SOURCE DATA section start

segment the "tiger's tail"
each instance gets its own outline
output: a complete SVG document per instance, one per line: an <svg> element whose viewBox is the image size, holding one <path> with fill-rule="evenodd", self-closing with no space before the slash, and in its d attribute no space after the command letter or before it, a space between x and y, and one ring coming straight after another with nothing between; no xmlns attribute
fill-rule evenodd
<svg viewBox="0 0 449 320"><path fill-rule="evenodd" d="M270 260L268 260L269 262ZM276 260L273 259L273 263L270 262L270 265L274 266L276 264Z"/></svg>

SOURCE DATA section end

* _WORK TO COMPLETE_
You are asked to transcribe all of the data above exactly.

* _EXERCISE RESPONSE_
segment the "tiger's tail"
each instance gets its own outline
output: a complete SVG document per instance, one per line: an <svg> element whose viewBox is the image size, holding one <path> with fill-rule="evenodd", self-closing with no space before the slash, and in its d attribute no space after the command letter or before it, a space between x and y, and one ring coming straight after another with nothing between; no xmlns attribute
fill-rule evenodd
<svg viewBox="0 0 449 320"><path fill-rule="evenodd" d="M270 260L268 260L269 262ZM276 260L273 259L273 263L270 262L270 265L274 266L276 264Z"/></svg>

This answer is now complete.